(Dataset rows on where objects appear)

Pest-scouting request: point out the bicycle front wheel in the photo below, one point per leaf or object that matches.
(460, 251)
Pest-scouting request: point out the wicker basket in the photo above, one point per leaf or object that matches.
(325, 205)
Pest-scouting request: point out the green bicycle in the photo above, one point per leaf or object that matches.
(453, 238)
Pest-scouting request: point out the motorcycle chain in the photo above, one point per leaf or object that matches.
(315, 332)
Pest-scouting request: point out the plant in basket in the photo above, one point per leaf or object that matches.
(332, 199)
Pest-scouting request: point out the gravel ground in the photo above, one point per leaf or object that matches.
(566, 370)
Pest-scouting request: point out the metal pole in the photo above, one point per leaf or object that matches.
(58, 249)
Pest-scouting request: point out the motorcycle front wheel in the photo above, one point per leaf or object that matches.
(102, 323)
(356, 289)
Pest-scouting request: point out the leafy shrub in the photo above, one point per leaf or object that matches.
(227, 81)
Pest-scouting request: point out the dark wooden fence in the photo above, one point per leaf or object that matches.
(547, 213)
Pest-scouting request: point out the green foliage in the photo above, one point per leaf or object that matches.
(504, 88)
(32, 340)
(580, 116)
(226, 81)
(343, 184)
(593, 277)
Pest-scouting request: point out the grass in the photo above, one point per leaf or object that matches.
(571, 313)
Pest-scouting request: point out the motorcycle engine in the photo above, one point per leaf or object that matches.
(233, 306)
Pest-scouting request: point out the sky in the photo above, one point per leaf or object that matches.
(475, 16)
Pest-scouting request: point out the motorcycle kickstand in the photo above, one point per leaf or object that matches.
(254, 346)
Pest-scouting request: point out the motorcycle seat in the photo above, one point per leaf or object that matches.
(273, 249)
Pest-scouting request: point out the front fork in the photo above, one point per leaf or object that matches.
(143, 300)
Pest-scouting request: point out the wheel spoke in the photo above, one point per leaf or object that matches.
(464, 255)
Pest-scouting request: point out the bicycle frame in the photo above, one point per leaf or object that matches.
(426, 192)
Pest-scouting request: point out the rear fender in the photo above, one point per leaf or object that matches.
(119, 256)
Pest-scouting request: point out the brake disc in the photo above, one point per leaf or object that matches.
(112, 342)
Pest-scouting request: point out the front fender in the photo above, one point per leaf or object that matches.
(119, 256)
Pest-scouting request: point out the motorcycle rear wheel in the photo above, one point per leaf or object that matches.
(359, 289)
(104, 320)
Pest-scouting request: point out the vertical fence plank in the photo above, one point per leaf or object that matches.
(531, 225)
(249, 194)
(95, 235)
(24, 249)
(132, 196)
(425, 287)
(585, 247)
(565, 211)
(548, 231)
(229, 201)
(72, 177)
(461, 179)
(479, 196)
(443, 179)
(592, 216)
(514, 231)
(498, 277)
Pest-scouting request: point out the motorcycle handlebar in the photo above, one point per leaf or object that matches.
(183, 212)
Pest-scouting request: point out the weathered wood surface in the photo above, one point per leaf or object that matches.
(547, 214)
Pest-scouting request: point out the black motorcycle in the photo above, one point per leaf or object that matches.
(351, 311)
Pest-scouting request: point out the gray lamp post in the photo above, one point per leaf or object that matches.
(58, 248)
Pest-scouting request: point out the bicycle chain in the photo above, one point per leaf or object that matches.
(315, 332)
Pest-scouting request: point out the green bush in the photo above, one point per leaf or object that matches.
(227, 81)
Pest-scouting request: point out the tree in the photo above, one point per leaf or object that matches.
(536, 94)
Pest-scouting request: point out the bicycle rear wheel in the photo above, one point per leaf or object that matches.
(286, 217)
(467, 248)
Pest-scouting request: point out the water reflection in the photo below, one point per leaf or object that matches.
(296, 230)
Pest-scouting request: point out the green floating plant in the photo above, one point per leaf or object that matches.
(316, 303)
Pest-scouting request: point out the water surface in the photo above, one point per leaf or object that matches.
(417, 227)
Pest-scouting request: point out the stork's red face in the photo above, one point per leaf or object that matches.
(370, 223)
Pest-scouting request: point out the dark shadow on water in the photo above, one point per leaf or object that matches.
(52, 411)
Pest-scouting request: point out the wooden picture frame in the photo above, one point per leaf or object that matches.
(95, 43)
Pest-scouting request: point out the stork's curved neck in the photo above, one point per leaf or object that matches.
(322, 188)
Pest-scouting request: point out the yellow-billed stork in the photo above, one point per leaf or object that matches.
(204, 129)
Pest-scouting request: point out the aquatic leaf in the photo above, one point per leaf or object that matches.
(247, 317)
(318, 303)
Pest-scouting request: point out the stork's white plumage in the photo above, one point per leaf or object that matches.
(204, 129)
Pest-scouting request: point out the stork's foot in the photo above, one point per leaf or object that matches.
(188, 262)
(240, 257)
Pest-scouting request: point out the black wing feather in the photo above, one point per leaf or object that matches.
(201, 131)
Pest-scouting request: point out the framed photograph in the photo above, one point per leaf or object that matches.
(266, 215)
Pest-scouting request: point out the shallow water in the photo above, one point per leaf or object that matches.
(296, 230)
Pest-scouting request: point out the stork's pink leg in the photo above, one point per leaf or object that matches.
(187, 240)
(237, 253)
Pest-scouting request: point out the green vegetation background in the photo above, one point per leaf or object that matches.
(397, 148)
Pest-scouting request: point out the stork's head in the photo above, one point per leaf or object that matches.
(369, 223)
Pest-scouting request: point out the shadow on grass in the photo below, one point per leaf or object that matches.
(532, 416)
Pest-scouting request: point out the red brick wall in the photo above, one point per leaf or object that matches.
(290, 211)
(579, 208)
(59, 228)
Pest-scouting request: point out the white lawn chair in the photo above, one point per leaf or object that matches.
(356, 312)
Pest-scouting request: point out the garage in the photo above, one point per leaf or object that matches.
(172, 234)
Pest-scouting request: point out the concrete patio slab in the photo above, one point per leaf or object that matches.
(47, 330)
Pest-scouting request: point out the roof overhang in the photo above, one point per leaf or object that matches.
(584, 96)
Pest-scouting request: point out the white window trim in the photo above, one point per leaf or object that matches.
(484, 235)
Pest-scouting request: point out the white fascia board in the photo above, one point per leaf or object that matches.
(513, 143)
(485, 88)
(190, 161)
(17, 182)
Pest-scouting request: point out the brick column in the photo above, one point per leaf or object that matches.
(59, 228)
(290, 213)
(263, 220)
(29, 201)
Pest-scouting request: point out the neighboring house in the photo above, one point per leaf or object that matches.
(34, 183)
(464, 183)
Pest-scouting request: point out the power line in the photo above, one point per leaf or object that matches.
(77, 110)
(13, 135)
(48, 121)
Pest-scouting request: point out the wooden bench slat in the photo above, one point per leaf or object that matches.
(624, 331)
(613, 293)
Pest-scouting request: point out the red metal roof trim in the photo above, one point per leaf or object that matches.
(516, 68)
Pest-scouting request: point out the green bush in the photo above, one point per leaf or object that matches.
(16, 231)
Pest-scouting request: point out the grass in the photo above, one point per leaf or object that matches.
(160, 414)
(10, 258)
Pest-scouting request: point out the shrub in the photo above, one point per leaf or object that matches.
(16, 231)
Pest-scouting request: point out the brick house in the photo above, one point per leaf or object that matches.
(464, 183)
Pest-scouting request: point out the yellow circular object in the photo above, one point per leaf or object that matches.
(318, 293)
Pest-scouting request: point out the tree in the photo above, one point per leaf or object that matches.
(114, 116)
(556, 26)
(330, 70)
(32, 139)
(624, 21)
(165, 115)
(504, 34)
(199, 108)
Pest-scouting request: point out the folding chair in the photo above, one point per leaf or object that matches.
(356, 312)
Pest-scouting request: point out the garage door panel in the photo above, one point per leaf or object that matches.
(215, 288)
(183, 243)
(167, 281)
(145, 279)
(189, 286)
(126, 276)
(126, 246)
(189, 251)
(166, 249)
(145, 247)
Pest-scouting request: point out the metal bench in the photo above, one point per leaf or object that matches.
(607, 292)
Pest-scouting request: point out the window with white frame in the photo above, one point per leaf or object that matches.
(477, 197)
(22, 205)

* [WHAT THE TASK ASKS]
Find the line containing "Pest-scouting request: point out the wooden bench", then output it and every line after it to the end of the data, exactly.

* [RESULT OF THIS TASK]
Pest-scouting request: point out the wooden bench slat in the photo above, one point per leaf or object that matches.
(624, 331)
(613, 293)
Pest-scouting request: point out the red metal roof trim in the photo above, one point per leaf or object that matches.
(516, 68)
Pest-scouting request: point out the green bush in the photo above, one point per leaf or object that matches.
(16, 231)
Pest-scouting request: point out the grass in the photo above, one point per leaf or object that matches.
(160, 414)
(10, 258)
Pest-scouting request: point out the shrub in the photo above, one point per leaf or object that matches.
(16, 231)
Pest-scouting request: point out the brick house in the photo above, one point per leaf or object that matches.
(464, 183)
Pest-scouting request: point out the yellow circular object in the photo above, one point per leaf or object that matches.
(318, 293)
Pest-scouting request: point out the tree in the photo above, one point per leaf or object that matches.
(114, 116)
(556, 26)
(330, 70)
(32, 139)
(624, 21)
(165, 115)
(504, 34)
(199, 108)
Pest-scouting request: point out the folding chair in the photo above, one point per leaf or object that matches.
(356, 312)
Pest-scouting request: point out the garage door panel in the photo above, one point per leaf or object that matches.
(215, 288)
(183, 243)
(167, 281)
(145, 279)
(189, 286)
(126, 276)
(126, 246)
(189, 251)
(166, 249)
(145, 247)
Pest-scouting request: point out the metal bench in the photo above, one point per leaf or object that matches.
(607, 292)
Pest-scouting request: point out the window with white frame in the photo above, one point per leaf or object that matches.
(477, 197)
(22, 205)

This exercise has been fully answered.